Data entries
Start of Block
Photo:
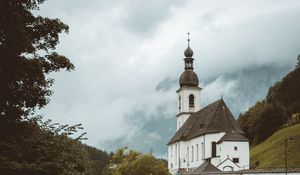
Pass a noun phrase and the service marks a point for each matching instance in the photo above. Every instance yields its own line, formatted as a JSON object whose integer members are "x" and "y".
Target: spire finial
{"x": 188, "y": 39}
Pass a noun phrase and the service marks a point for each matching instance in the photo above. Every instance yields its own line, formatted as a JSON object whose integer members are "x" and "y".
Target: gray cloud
{"x": 124, "y": 50}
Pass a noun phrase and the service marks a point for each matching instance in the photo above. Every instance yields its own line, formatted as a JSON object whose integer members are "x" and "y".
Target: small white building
{"x": 206, "y": 137}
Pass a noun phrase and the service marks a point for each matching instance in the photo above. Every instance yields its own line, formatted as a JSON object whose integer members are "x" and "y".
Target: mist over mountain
{"x": 151, "y": 130}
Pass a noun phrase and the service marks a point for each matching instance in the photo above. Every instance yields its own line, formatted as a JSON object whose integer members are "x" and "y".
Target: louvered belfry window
{"x": 191, "y": 100}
End of Block
• _Exercise instructions_: Return each line of the data, keeping its wording exact and omitting pictures.

• _Response below_:
Photo:
Pass a noun phrase and the service marks a point for each matching instance in the photo above. Every instance yields its own line, formatted as a JSON object whose integer members are "x" and "y".
Target: spire finial
{"x": 188, "y": 39}
Pass a noun phrase and the service marks a point for each matching instance in the photo above. Every instance yields its own line, formatted as a JSON object whose integer members are "x" and "y".
Target: gray cloud
{"x": 124, "y": 50}
Pass a noun phrase and the service marks a point for each matching instance in the photo above. Every instance yields its own line, formatted as a JSON object whose integer members are "x" and "y".
Target: small white building
{"x": 206, "y": 137}
Pass a noun phrase and the service marks a point for each matching instance in the photo above. Every instance yields its own line, formatted as a JSON object whose integer members are "x" and "y".
Target: mist over mountain
{"x": 151, "y": 130}
Pass a noun phrase and the service marks a point for each matching instance in the photo above. Every instance yields its own line, formatted as a JSON object whose integer members are "x" and "y".
Target: louvered belfry window
{"x": 191, "y": 100}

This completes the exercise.